##### Enregistrements à traiter

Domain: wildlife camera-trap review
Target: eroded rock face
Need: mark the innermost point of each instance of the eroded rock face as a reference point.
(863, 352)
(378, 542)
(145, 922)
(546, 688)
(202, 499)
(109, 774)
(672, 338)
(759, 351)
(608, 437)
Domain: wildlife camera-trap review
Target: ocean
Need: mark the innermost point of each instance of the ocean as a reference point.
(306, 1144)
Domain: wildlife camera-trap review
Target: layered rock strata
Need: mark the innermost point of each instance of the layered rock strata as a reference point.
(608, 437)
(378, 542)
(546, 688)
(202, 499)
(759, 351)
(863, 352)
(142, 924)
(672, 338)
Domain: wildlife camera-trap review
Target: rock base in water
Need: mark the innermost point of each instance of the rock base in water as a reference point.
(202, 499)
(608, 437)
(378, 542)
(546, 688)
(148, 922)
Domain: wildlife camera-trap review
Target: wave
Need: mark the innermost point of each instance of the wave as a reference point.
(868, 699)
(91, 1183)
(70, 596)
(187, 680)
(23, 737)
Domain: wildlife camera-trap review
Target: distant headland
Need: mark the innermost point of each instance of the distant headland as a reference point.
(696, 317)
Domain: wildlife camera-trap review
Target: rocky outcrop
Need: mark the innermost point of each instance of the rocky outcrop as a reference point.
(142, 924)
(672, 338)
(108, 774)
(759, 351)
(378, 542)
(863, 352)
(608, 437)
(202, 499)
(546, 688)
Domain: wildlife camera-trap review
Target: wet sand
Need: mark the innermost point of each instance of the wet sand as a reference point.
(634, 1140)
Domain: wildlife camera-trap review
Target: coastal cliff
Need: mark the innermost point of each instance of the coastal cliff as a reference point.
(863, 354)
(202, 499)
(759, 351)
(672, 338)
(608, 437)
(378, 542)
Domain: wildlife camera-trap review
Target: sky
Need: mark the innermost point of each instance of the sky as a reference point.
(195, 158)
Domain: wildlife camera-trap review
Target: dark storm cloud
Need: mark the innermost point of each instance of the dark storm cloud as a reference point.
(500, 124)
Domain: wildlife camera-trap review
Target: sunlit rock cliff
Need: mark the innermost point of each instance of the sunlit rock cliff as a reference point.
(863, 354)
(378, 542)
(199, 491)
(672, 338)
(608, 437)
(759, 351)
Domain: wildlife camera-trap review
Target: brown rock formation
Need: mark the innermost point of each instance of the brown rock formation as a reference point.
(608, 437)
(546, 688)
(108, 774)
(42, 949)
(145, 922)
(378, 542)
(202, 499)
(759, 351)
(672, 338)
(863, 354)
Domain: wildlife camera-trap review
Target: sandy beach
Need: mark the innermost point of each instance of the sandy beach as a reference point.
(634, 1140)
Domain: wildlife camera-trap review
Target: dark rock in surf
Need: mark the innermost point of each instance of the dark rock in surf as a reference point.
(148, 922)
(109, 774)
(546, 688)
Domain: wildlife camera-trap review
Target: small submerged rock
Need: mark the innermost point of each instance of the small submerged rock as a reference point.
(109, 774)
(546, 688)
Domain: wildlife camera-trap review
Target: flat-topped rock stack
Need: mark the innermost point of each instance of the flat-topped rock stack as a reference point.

##########

# Énoncé
Renvoyez chaque ligne des enregistrements ci-dessus où figure la chaîne « headland ».

# Réponse proposée
Target: distant headland
Need: mark the innermost point of each instance of the distant headland as a reference point.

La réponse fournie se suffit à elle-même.